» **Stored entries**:
★ ★ ★ ★ ★ ★ ★
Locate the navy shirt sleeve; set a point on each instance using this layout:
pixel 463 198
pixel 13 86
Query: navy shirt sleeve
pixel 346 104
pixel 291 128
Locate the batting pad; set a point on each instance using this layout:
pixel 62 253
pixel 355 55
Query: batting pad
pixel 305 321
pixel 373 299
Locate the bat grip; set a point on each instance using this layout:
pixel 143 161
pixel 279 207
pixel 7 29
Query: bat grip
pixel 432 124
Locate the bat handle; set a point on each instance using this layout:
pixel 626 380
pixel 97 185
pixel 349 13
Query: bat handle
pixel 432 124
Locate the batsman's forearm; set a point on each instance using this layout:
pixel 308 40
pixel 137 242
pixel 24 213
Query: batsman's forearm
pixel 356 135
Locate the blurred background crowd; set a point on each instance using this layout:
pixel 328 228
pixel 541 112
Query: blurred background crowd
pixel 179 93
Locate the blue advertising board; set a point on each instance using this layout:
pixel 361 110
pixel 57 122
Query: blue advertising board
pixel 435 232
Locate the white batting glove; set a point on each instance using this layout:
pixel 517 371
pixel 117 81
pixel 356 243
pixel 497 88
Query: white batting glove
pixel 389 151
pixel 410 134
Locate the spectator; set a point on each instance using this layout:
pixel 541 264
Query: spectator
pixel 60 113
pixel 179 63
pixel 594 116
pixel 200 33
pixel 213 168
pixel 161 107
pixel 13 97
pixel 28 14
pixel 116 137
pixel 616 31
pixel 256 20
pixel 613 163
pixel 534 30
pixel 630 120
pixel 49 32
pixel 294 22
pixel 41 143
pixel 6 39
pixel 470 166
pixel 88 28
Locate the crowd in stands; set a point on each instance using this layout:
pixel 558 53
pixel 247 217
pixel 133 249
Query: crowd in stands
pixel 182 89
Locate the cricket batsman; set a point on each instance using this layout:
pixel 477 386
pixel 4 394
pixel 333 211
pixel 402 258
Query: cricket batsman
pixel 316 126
★ ★ ★ ★ ★ ★ ★
» **Required work**: Copy the material above, line for line.

» **Completed task**:
Locate the navy shirt sleeve; set a point on each instance using this layout:
pixel 463 198
pixel 13 86
Query: navy shirt sleeve
pixel 346 104
pixel 291 128
Locate the batting pad; set a point on each instance using this layout:
pixel 62 253
pixel 355 55
Query: batting pad
pixel 305 321
pixel 373 299
Locate the bat grip; set a point on each instance using this layout:
pixel 143 161
pixel 279 207
pixel 7 29
Query: bat grip
pixel 432 124
Locate the bat handle; set a point on each instance using this layout:
pixel 626 380
pixel 97 185
pixel 349 13
Query: bat handle
pixel 432 124
Locate the batsman's forearm; set a point on each instance using this layout:
pixel 308 40
pixel 137 242
pixel 24 213
Query: batsman's forearm
pixel 356 135
Locate the blurred background crowd; set a point on each instance using this layout:
pixel 328 228
pixel 541 112
Query: blurred background crowd
pixel 179 93
Locate the blue advertising board; set a point on each instance using this layout:
pixel 361 110
pixel 57 122
Query: blue advertising board
pixel 435 232
Locate the white batting glove; set a point on each instance using this layout:
pixel 517 371
pixel 117 81
pixel 356 243
pixel 497 88
Query: white batting glove
pixel 389 151
pixel 410 134
Locate the spectator; set a point on each instance using this layout:
pixel 541 264
Query: spectator
pixel 60 113
pixel 179 63
pixel 594 116
pixel 200 33
pixel 213 168
pixel 161 107
pixel 13 97
pixel 28 14
pixel 116 137
pixel 616 31
pixel 256 20
pixel 613 163
pixel 534 30
pixel 630 120
pixel 49 32
pixel 294 22
pixel 41 143
pixel 6 39
pixel 470 166
pixel 88 28
Locate the crowd in stands; set a point on each instance using this layout:
pixel 558 53
pixel 247 217
pixel 133 249
Query: crowd in stands
pixel 182 89
Locate the cricket batsman; set a point on each instance using this layout:
pixel 477 386
pixel 4 394
pixel 333 211
pixel 402 258
Query: cricket batsman
pixel 316 126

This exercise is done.